In a video filmed on Friday, Paris Préfet de Police Didier Lallement, a man who has the permanent look of someone who has just sucked on a lemon and acts accordingly, declared that “ … the people who are in hospital, who are in intensive care, are the people who didn’t respect the lockdown when it began”.

He was forced to apologise after doctors pointed out that some patients certainly fell ill before the government finally got round to ordering the lockdown – after failing to call off the first round of council elections, if you remember – and that many others are residents of old people’s homes or workers whose jobs are deemed essential, doctors and nurses for example.

I suppose one might become a bit impatient with people who break the confinement rule if one had spent one’s Friday stopping people who had taken it into their heads to go off on a spring break, as Lallement and his troops did.

- DATA SECTION
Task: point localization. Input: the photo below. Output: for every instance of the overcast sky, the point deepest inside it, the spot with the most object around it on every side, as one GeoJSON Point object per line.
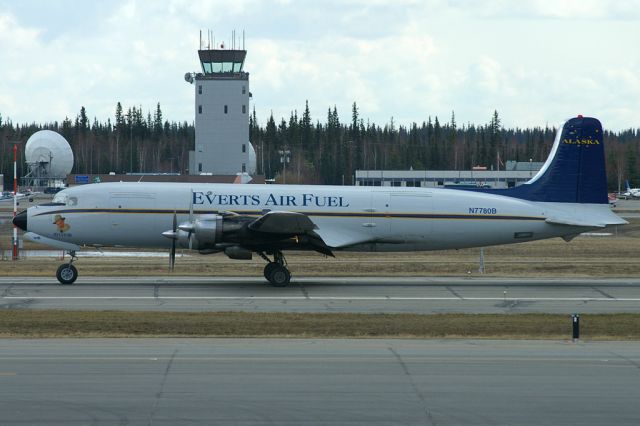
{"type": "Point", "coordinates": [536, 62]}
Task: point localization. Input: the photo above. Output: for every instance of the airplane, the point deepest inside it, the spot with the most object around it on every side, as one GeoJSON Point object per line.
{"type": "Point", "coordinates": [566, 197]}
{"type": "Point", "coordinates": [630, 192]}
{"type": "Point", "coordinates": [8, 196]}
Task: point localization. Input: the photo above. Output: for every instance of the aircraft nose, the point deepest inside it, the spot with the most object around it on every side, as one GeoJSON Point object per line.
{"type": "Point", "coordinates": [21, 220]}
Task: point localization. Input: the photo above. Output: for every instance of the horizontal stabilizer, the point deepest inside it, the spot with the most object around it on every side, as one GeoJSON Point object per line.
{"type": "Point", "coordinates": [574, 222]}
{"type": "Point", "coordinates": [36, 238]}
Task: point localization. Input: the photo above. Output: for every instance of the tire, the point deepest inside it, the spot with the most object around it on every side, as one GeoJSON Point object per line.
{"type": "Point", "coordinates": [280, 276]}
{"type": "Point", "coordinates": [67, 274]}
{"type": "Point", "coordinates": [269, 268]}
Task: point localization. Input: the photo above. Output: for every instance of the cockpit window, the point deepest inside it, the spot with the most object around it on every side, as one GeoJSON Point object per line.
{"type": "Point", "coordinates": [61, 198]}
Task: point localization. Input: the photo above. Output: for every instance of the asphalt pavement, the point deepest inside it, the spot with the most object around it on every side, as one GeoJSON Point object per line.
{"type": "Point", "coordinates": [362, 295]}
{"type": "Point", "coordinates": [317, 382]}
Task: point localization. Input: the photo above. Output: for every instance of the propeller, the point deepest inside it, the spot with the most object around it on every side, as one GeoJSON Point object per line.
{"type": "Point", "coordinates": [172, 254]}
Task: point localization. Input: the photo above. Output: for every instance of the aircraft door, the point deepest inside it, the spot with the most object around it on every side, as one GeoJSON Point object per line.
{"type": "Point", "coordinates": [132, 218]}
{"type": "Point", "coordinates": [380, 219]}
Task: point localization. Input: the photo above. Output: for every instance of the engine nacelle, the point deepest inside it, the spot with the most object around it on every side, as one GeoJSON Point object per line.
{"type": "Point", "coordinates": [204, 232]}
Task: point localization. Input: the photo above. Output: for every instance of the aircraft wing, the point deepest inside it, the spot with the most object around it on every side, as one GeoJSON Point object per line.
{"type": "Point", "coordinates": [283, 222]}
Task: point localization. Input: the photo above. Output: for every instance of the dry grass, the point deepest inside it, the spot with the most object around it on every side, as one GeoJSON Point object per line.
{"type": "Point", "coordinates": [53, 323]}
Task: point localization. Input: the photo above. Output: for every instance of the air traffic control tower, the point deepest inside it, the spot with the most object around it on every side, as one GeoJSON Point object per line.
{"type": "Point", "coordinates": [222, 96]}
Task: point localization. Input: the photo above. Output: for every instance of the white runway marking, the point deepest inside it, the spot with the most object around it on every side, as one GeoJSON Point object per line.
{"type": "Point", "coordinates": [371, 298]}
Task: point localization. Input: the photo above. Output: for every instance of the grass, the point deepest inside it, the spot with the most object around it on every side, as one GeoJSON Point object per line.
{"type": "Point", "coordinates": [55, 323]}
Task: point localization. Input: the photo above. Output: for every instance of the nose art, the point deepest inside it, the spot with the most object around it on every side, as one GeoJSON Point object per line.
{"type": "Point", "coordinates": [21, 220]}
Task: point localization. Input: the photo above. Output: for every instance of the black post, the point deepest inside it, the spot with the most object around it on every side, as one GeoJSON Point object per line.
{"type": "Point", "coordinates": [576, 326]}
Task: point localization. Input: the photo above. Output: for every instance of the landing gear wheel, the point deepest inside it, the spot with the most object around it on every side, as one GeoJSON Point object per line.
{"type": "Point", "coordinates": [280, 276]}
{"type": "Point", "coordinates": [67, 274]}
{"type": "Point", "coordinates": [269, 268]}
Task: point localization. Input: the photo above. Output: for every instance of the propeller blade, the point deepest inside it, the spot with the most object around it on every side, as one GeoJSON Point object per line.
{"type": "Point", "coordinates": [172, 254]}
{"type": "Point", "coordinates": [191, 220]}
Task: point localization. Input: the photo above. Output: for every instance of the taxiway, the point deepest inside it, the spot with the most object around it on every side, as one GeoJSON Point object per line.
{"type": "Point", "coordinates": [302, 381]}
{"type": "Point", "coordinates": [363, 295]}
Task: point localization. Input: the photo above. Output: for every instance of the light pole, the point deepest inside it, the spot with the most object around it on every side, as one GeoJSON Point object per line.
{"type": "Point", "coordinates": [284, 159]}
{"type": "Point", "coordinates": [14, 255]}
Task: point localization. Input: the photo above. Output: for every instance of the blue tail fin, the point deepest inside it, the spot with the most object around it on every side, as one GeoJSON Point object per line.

- WORK INSTRUCTION 1
In the Lallement passage, which groups of patients do the doctors point to in response to his claim?
- WORK INSTRUCTION 2
Set down the part of the Lallement passage that opens with the words containing "In a video filmed" and closes with "nurses for example.".
The items come from a different source than the Lallement passage.

- ANSWER AREA 1
- Patients who fell ill before the government ordered the lockdown
- Residents of old people's homes
- Workers whose jobs are deemed essential, such as doctors and nurses

- ANSWER AREA 2
In a video filmed on Friday, Paris Préfet de Police Didier Lallement, a man who has the permanent look of someone who has just sucked on a lemon and acts accordingly, declared that “ … the people who are in hospital, who are in intensive care, are the people who didn’t respect the lockdown when it began”.

He was forced to apologise after doctors pointed out that some patients certainly fell ill before the government finally got round to ordering the lockdown – after failing to call off the first round of council elections, if you remember – and that many others are residents of old people’s homes or workers whose jobs are deemed essential, doctors and nurses for example.